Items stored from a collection
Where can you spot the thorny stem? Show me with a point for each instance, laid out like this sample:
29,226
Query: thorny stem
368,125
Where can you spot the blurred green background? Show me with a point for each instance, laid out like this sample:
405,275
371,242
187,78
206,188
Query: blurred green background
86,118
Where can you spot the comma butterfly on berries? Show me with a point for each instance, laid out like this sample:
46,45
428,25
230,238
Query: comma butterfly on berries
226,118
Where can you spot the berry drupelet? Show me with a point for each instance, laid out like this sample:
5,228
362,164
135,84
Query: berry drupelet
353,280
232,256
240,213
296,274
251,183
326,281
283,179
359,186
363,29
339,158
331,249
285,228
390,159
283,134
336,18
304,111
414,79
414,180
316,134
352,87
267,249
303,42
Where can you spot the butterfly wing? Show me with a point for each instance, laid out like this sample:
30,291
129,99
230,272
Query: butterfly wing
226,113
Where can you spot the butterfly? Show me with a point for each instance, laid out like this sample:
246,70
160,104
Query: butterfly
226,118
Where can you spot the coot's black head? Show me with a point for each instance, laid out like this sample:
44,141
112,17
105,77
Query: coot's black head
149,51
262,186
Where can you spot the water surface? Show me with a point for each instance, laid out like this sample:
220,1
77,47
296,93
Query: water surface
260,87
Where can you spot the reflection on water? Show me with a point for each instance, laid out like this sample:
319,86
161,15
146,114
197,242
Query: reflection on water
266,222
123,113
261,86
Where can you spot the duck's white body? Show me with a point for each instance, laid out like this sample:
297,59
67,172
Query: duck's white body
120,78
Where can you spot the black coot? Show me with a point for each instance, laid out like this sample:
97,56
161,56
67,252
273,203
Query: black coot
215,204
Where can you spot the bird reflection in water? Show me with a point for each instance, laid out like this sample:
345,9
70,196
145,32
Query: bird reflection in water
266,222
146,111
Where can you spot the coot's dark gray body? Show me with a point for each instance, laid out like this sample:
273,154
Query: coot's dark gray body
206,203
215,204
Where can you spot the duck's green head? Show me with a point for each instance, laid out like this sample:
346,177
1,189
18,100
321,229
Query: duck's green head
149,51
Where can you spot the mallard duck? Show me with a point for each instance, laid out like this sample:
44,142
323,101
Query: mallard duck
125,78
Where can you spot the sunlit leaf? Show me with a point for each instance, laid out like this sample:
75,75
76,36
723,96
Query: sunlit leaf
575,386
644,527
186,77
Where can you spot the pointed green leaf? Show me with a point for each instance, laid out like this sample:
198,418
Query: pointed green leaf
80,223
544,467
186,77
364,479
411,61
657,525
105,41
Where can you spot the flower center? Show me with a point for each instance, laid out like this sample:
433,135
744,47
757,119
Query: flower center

Exercise requirements:
Rewrite every line of the entries above as a JSON array of strings, one string per line, omitting any blank lines.

Solution for this exercise:
[
  "Where can you spot the thorny stem? Show me with a point for each instance, laid out like this sample:",
  "29,226",
  "Query: thorny stem",
  "368,125",
  "Where can you spot the blurred green background? Show me with a point for each instance, laid out like this sample:",
  "405,275",
  "371,242",
  "187,78",
  "206,188",
  "Query: blurred green background",
  "86,118",
  "Where can you spot the comma butterfly on berries? Show me with a point for each instance, laid out like this sample:",
  "46,45",
  "428,25",
  "230,238",
  "Query: comma butterfly on berries",
  "226,118",
  "Where can you spot the berry drupelet? Show me with a point for each instance, laid out like this sample:",
  "5,228",
  "362,164",
  "135,84",
  "Query: berry drupelet",
  "353,280",
  "232,256",
  "240,213",
  "296,274",
  "251,183",
  "326,281",
  "283,179",
  "359,186",
  "363,29",
  "339,158",
  "331,249",
  "285,228",
  "390,159",
  "283,134",
  "336,18",
  "304,111",
  "414,79",
  "414,180",
  "316,134",
  "352,87",
  "267,249",
  "303,42",
  "Where can you spot the butterfly wing? Show me with a point for each instance, laid out like this sample:",
  "30,291",
  "129,99",
  "230,272",
  "Query: butterfly wing",
  "226,113",
  "Where can you spot the butterfly? Show me with a point for each instance, laid out like this sample:",
  "246,70",
  "160,104",
  "Query: butterfly",
  "226,118",
  "Where can you spot the coot's black head? Show me with a point for each instance, laid out like this sample:",
  "44,141",
  "112,17",
  "105,77",
  "Query: coot's black head",
  "149,51",
  "262,186",
  "Where can you spot the water surface? Show me with a point for each instance, laid out like this sample:",
  "220,1",
  "77,47",
  "296,93",
  "Query: water surface",
  "260,87",
  "Where can you spot the reflection on water? Show me with a point for each instance, laid out like this sample:",
  "319,86",
  "161,15",
  "146,114",
  "197,242",
  "Query: reflection on water",
  "266,222",
  "123,113",
  "261,86",
  "Where can you spot the duck's white body? Show me with a point for each instance, laid out like this sample:",
  "297,59",
  "67,172",
  "Query: duck's white body",
  "120,78",
  "Where can you spot the black coot? Show me with a point for each instance, laid out like this sample:",
  "97,56",
  "161,56",
  "67,252",
  "273,203",
  "Query: black coot",
  "215,204",
  "Where can you spot the bird reflection in water? Show me with a point for each instance, laid out like this sample:",
  "345,9",
  "70,196",
  "145,32",
  "Query: bird reflection in water",
  "266,222",
  "146,111",
  "Where can you spot the coot's dark gray body? Show me with a point for each instance, laid out like this sample:",
  "273,154",
  "Query: coot's dark gray body",
  "206,203",
  "215,204",
  "Where can you spot the duck's green head? Show me with a point for each instance, laid out like this sample:",
  "346,177",
  "1,189",
  "18,100",
  "321,229",
  "Query: duck's green head",
  "149,51",
  "Where can you spot the mallard duck? Show me with a point for each instance, laid out like this sample:",
  "44,142",
  "323,101",
  "Query: mallard duck",
  "125,78",
  "Where can you spot the sunlit leaf? Show me with a point for each instance, laid out like this sample:",
  "75,75",
  "76,36",
  "723,96",
  "Query: sunlit leaf",
  "575,386",
  "644,527",
  "186,77",
  "Where can you spot the pointed green leaf? Show me with a point for each instance, laid out like this sample:",
  "198,418",
  "Query: pointed green leaf",
  "80,223",
  "544,467",
  "186,77",
  "364,479",
  "411,61",
  "657,525",
  "105,41",
  "Where can you spot the flower center? Show me with a point for each instance, laid out like this sample:",
  "433,135",
  "744,47",
  "757,119",
  "Query: flower center"
]